DOCUMENT:
----------
Tech Meeting Minutes 20110609
Present: Peter, Wahid, Andy, Sam, David, Mark
Agenda Location: http://indico.cern.ch/conferenceDisplay.py?confId=138124
|Table of contents|
Gold Star to Edinburgh for no tickets.
Gold Star to Durham for getting stuff sorted (TCPNUT)
Bronze Star to Glasgow.
Major events: finally got to start to finish installing all the new nodes. Now @ 288 cores up. 884 job slots currently.
Republished all the APEL for the last 6 months with the Encrypted DNs mode activated (which is annoyingly fiddly, APEL being what it is).
Now getting a gap publisher issue - but seems to have been fixed.
CREAM install started yesterday, and is the priority.
Towards the end of the month, plan to do SL5 upgrade.
There is no Mike around at the moment.
A series of problems with the pheno LFC being overloaded occurred. Seems to have been fixed by increasing the number of concurrent threads.
Seem to have seen some issues with proxy availability for running jobs (this is the ticket against Glasgow re: sara, jet)
Get some scp failures exactly every 30 minutes on CE. Looking into recurrent jobs that could cause this.
- Mark is looking into wildcard cert suggestion/query by Peter.
TCP testing; incoming ports situation is different to what Peter had been told, but we now know the truth. We're now able to do some tests against Brian's stuff at RAL (talk to Brian)
1 month without a ticket!
ECDF is currently running on string and cardboard!
ECDF is at risk due to the GPFS downtime for fschecking. ECDF grid stuff has been decoupled from GPFS as much as possible (last minute issues yesterday), and most of the tests seem to be passing today, and LHCb jobs are running. ATLAS jobs are not running, though - Wahid is talking to Peter Love about this. We were also blacklisted on spacetokens, but due to overly "keen" shifter.
----------
SUPPLIED ENTRIES:
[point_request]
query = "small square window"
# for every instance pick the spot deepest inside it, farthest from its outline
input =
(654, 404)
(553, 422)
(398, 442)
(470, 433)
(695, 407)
----------
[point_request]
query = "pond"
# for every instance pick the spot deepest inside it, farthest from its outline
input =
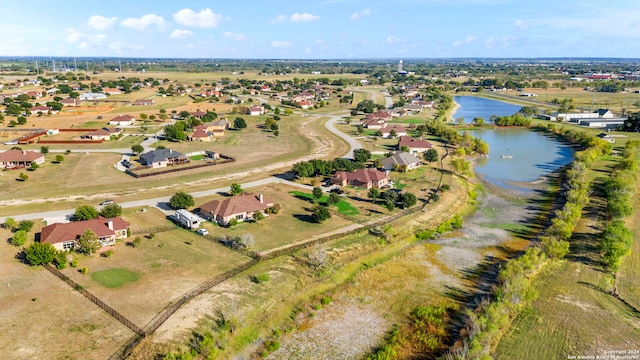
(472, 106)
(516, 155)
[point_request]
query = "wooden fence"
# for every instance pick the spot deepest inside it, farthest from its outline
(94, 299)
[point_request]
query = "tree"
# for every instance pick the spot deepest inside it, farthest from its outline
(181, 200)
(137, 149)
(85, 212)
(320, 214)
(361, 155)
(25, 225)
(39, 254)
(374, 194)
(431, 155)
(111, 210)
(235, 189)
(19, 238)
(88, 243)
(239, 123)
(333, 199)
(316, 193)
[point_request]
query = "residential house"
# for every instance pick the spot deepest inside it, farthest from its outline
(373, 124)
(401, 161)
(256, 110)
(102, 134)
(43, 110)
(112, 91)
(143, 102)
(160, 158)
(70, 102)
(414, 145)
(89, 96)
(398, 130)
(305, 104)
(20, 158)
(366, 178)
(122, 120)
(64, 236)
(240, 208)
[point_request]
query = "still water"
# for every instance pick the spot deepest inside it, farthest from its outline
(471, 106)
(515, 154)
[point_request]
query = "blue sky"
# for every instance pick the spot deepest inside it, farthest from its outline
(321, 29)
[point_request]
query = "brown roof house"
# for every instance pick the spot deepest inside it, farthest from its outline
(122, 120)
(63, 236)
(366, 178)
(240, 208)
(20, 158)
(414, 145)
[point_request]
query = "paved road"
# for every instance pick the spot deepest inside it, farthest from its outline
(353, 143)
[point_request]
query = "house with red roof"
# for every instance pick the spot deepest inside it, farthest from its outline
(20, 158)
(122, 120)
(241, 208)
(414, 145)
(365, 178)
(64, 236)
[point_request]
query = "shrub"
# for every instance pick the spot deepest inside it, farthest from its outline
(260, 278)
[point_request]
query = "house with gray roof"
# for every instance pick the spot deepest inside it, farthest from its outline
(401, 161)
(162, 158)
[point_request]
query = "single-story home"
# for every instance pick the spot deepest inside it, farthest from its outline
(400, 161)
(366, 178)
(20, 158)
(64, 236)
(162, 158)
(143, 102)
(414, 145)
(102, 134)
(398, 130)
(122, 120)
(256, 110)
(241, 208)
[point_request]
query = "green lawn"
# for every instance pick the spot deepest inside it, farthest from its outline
----------
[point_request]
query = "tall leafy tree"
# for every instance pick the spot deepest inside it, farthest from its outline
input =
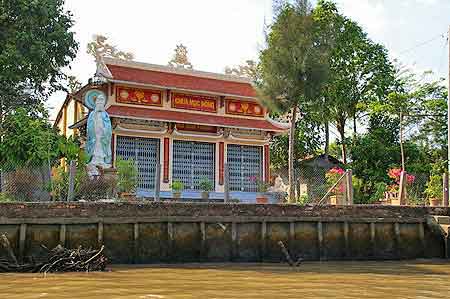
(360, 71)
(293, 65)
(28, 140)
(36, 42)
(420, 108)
----------
PROBLEMS TO WORK ON:
(A) Repeat the meeting minutes in full, word for word.
(B) Pick out every line of the entries that contains the string "house", and copy each of those lines.
The meeting minutes and the entries have no connection to each other.

SOLVED TASKS:
(A)
Tech Meeting Minutes 20110609
Present: Peter, Wahid, Andy, Sam, David, Mark
Agenda Location: http://indico.cern.ch/conferenceDisplay.py?confId=138124
|Table of contents|
Gold Star to Edinburgh for no tickets.
Gold Star to Durham for getting stuff sorted (TCPNUT)
Bronze Star to Glasgow.
Major events: finally got to start to finish installing all the new nodes. Now @ 288 cores up. 884 job slots currently.
Republished all the APEL for the last 6 months with the Encrypted DNs mode activated (which is annoyingly fiddly, APEL being what it is).
Now getting a gap publisher issue - but seems to have been fixed.
CREAM install started yesterday, and is the priority.
Towards the end of the month, plan to do SL5 upgrade.
There is no Mike around at the moment.
A series of problems with the pheno LFC being overloaded occurred. Seems to have been fixed by increasing the number of concurrent threads.
Seem to have seen some issues with proxy availability for running jobs (this is the ticket against Glasgow re: sara, jet)
Get some scp failures exactly every 30 minutes on CE. Looking into recurrent jobs that could cause this.
- Mark is looking into wildcard cert suggestion/query by Peter.
TCP testing; incoming ports situation is different to what Peter had been told, but we now know the truth. We're now able to do some tests against Brian's stuff at RAL (talk to Brian)
1 month without a ticket!
ECDF is currently running on string and cardboard!
ECDF is at risk due to the GPFS downtime for fschecking. ECDF grid stuff has been decoupled from GPFS as much as possible (last minute issues yesterday), and most of the tests seem to be passing today, and LHCb jobs are running. ATLAS jobs are not running, though - Wahid is talking to Peter Love about this. We were also blacklisted on spacetokens, but due to overly "keen" shifter.

(B)
query = "residential house"
query = "brown roof house"
query = "house with red roof"
query = "house with gray roof"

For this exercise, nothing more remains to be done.